Raw records:
= = = =

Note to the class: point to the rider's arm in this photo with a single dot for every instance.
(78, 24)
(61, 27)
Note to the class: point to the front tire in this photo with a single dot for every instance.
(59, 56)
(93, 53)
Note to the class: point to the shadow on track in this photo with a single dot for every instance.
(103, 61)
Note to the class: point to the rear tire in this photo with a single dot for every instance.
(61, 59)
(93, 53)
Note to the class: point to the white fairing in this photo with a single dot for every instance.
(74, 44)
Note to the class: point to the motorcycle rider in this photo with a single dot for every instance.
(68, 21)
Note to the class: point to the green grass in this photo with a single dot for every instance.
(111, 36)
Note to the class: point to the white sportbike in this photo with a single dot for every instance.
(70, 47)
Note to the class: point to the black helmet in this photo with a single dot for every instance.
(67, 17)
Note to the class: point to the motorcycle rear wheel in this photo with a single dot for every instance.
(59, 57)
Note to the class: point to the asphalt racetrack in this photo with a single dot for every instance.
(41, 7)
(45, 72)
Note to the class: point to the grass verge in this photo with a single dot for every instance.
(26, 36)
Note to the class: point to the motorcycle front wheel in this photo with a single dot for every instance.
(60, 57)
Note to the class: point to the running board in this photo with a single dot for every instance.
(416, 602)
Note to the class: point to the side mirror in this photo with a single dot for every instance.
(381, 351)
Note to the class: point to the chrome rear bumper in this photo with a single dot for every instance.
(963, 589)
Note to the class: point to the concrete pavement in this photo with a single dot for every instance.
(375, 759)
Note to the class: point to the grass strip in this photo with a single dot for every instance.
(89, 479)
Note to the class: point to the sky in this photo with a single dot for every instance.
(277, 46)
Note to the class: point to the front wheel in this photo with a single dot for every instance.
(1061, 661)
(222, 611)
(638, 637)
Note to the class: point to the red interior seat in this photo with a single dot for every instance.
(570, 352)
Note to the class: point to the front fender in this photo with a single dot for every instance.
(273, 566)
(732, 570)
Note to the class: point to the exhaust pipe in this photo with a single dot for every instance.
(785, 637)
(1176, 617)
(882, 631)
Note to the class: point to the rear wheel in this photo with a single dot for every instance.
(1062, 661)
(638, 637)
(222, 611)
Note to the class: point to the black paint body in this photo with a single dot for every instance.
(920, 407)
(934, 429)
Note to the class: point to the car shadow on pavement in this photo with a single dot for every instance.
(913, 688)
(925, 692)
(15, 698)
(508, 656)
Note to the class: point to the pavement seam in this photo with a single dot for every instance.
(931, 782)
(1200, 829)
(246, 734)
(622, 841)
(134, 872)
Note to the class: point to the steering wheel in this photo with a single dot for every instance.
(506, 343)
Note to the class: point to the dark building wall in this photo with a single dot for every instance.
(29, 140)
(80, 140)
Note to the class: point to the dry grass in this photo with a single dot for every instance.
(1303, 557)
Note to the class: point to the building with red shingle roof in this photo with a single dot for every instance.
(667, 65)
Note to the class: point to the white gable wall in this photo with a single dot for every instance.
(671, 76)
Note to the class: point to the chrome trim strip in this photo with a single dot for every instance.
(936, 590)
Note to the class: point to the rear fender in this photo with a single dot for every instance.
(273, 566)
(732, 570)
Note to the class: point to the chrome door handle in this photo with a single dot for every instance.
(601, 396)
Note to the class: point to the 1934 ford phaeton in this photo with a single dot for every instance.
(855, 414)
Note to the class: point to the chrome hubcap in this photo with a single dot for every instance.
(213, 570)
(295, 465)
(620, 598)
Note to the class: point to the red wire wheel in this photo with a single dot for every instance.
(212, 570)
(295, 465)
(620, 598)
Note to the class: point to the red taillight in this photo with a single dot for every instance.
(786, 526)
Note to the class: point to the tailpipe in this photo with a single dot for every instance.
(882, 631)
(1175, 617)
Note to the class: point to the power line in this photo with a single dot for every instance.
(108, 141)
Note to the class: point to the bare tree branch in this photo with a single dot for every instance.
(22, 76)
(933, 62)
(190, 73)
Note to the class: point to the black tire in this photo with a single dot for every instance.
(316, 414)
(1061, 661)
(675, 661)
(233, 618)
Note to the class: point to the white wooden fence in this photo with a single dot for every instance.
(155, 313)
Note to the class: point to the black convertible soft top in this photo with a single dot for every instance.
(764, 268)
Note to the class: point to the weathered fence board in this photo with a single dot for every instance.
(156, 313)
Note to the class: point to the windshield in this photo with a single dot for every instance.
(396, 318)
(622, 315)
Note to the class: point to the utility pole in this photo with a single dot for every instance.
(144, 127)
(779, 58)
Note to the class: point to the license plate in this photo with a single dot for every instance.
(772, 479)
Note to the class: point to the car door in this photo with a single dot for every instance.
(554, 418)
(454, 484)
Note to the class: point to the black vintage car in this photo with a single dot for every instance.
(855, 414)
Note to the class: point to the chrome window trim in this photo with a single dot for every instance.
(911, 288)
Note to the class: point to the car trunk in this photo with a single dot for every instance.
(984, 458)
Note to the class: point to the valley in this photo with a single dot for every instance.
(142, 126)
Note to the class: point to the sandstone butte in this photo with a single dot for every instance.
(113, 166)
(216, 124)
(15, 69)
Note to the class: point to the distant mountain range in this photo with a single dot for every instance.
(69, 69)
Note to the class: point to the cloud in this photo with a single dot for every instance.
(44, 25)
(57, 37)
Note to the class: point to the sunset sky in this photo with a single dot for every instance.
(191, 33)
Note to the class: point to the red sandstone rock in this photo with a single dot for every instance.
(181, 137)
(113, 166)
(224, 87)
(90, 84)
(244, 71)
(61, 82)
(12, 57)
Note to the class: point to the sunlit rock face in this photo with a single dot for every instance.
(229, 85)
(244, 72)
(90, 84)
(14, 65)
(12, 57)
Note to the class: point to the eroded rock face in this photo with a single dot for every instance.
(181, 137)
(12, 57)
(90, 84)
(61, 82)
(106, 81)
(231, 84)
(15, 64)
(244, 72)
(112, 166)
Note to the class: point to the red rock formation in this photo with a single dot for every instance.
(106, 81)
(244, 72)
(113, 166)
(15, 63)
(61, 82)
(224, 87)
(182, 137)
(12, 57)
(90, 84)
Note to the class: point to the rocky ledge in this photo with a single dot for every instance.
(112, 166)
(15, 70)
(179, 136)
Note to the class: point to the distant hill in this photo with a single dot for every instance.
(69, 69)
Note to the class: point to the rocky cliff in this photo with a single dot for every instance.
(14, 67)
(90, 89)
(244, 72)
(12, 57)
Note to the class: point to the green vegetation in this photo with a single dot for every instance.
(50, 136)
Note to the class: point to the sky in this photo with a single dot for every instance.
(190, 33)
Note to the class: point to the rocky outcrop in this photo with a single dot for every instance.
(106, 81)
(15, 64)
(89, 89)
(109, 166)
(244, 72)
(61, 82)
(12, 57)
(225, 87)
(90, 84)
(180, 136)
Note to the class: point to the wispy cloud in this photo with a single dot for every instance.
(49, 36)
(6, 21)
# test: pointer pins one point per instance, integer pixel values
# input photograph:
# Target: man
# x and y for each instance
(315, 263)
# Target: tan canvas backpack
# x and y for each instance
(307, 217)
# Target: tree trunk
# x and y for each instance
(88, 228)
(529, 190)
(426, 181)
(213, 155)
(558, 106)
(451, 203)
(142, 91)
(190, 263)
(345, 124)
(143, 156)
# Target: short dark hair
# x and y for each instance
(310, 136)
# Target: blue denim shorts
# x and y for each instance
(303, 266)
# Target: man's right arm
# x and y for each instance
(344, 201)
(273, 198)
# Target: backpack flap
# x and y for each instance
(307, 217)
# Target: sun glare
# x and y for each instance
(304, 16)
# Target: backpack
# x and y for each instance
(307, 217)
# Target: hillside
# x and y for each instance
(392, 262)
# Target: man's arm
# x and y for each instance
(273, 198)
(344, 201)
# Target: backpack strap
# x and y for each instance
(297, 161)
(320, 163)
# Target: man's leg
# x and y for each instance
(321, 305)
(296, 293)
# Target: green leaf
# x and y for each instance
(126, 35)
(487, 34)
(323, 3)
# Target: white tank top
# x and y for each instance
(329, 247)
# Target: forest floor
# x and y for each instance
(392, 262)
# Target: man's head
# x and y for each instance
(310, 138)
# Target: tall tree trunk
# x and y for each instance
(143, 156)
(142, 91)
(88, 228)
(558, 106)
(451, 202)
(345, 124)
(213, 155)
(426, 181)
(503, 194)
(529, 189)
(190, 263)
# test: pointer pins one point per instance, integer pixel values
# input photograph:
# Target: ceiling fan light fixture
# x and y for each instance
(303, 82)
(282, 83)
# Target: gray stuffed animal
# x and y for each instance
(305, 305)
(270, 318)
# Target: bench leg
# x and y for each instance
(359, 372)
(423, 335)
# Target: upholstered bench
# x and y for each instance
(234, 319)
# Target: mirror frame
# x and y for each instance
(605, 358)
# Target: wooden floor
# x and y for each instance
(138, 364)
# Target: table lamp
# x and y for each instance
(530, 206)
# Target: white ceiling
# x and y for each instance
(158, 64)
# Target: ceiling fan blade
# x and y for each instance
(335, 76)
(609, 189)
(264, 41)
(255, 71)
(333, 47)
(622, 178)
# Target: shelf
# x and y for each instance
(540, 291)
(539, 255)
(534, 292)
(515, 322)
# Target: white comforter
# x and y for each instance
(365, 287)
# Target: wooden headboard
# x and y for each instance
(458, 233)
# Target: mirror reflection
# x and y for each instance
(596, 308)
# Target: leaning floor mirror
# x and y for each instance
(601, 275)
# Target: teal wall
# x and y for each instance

= = = =

Problem requirements:
Print everything from the line with "# Target: wooden floor" down to the end of the records, copying each line without any changes.

Correct answer:
# Target: wooden floor
# x and y for each instance
(138, 364)
# Target: table lamp
# x and y for each instance
(530, 206)
# Target: white ceiling
# x and y for each instance
(158, 64)
# Target: ceiling fan blade
# x and y for each instance
(335, 76)
(609, 189)
(264, 41)
(255, 71)
(333, 47)
(622, 178)
# Target: shelf
# x and y for each instance
(540, 291)
(539, 255)
(534, 292)
(515, 322)
# Target: white comforter
# x and y for each instance
(365, 287)
# Target: wooden headboard
# x and y for each instance
(458, 233)
# Target: mirror reflection
# x and y for each instance
(596, 308)
# Target: leaning floor mirror
# x and y for each instance
(601, 275)
# Target: teal wall
# x and y for each instance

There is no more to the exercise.